TASK OBJECTIVE -
Transcribe the car-shopping blog post word for word, from "REPOST: It Would" up to and including "or c) both.".

PROVIDED PASSAGE -
========
Monday, June 06, 2005

REPOST: It Would Probably Be Easier Just to Steal One.

Originally Posted: January 31, 2005
Since my car crapped out on my last week, I am in the market for a new one. So I, along with my reluctant boyfriend (reluctant to go car shopping, not to be my boyfriend) spent much of the weekend "shopping for a new car," by which I mean we were held at gunpoint by a car salesperson (we'll be politically correct here) while being forced to look at cars that were a) too expensive for me, b) not the kind that I wanted, or c) both.

We pulled into the lot and, upon entry, were immediately surrounded by an impenetrable shoulder-to-shoulder barrier of sales people, preventing our escape. Alas, I had forgotten my fake-smile piercing bullets at home. The remainder of my time at the dealership I had one-sided conversations with salespeople that have the listening skills of a lima bean:

Me: "I'm looking in the $10,000.00" price range."
Car Salesperson: "Great! I've got a beauty over here for just $36,000!"

Me: "I'm definitely looking to buy, not lease."
Car Salesperson: "We have a great special on new leases right now!"
========
DATA -
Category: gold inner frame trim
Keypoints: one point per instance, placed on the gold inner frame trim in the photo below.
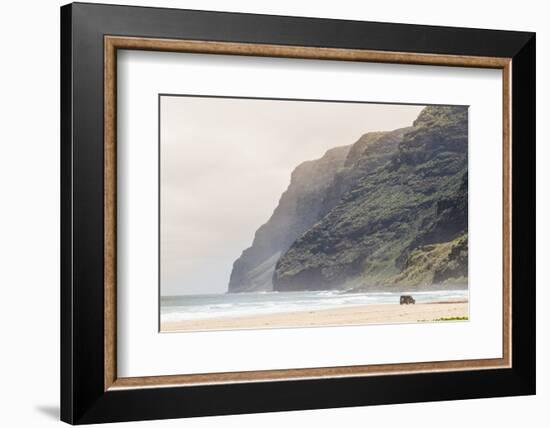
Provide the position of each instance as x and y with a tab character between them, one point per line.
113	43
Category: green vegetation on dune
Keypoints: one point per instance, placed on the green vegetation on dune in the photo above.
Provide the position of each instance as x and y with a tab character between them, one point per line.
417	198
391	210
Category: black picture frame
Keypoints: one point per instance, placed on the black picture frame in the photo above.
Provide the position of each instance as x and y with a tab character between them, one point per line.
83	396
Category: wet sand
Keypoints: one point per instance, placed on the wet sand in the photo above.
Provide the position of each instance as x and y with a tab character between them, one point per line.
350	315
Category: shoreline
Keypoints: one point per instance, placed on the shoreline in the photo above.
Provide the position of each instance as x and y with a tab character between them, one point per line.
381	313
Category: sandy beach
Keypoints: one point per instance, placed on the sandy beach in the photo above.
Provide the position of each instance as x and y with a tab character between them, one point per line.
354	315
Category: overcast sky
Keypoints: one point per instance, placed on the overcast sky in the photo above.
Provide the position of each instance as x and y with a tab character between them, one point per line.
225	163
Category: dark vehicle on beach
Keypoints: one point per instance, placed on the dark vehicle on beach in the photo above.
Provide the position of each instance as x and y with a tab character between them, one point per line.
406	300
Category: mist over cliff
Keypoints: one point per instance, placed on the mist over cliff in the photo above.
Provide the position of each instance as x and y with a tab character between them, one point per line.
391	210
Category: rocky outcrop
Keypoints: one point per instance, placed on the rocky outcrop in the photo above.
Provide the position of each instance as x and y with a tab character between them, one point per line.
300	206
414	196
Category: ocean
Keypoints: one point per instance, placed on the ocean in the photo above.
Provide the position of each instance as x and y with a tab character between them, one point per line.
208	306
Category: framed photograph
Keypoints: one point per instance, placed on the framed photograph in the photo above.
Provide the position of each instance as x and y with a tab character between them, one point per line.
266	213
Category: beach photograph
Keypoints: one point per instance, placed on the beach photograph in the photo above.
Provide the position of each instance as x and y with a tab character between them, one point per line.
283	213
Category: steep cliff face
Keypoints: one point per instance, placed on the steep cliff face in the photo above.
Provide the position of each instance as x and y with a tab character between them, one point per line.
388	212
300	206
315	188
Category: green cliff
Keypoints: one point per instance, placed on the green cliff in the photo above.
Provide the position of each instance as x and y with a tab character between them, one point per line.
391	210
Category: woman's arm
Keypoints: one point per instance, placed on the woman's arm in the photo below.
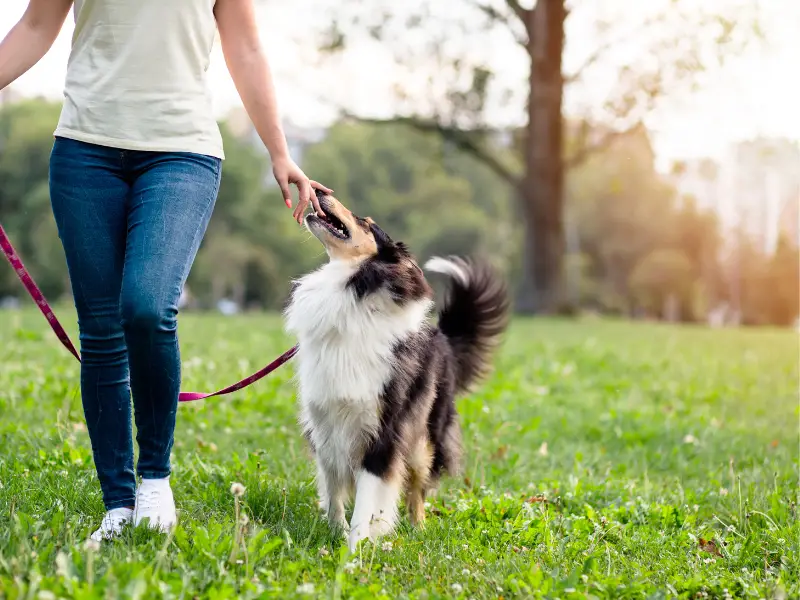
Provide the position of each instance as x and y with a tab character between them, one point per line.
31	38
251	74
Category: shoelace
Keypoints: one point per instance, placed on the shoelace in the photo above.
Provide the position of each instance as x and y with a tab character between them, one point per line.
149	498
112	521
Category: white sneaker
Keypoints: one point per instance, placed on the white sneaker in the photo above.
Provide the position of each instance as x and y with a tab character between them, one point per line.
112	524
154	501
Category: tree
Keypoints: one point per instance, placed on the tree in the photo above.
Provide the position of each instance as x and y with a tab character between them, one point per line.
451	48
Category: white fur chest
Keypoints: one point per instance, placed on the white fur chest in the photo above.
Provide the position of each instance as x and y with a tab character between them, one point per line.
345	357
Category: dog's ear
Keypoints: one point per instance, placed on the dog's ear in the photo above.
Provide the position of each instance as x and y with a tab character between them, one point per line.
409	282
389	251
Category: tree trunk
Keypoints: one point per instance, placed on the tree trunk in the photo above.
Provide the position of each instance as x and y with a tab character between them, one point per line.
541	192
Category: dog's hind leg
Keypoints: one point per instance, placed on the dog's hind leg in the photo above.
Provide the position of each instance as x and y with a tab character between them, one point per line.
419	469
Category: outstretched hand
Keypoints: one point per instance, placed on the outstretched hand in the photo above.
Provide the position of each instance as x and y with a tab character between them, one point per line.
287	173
========
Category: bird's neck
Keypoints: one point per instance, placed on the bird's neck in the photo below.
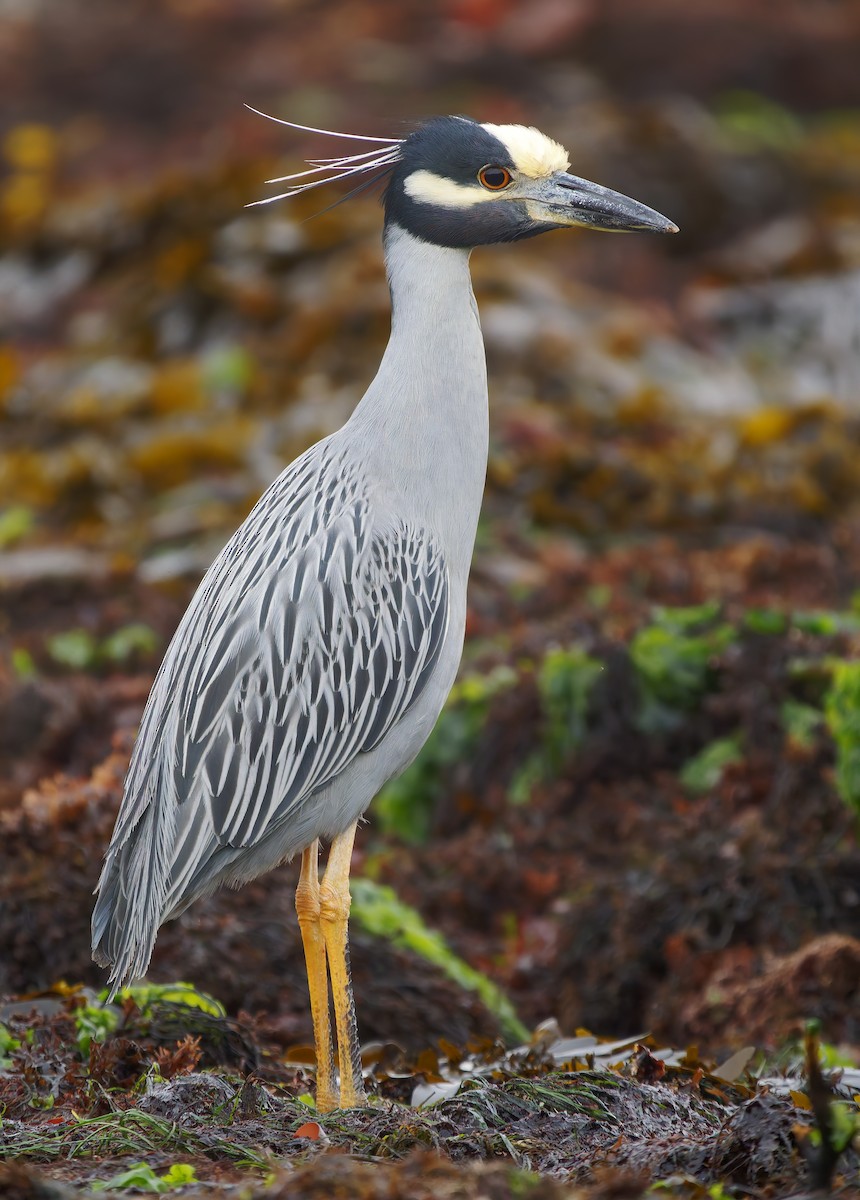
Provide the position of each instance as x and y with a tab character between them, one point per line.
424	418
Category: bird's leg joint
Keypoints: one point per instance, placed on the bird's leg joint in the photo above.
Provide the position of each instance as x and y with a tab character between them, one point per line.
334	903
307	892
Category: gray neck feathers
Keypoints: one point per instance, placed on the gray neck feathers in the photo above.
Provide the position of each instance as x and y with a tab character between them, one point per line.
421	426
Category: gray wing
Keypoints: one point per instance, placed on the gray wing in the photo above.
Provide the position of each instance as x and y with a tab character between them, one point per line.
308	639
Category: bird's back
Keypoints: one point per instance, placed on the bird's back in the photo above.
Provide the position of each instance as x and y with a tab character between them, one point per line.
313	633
========
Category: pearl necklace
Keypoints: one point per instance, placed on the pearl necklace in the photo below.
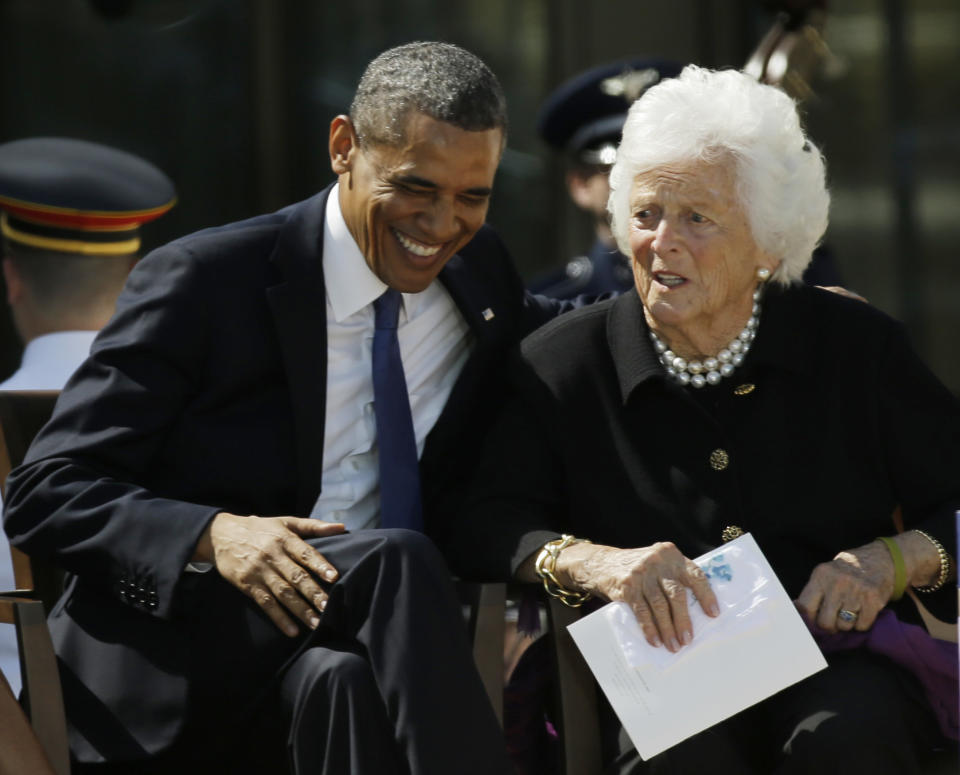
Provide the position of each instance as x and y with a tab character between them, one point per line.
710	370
========
REPLY TO THE EXERCISE -
REPOST: It Would Probably Be Easier Just to Steal One.

Originally Posted: January 31, 2005
Since my car crapped out on my last week, I am in the market for a new one. So I, along with my reluctant boyfriend (reluctant to go car shopping, not to be my boyfriend) spent much of the weekend "shopping for a new car," by which I mean we were held at gunpoint by a car salesperson (we'll be politically correct here) while being forced to look at cars that were a) too expensive for me, b) not the kind that I wanted, or c) both.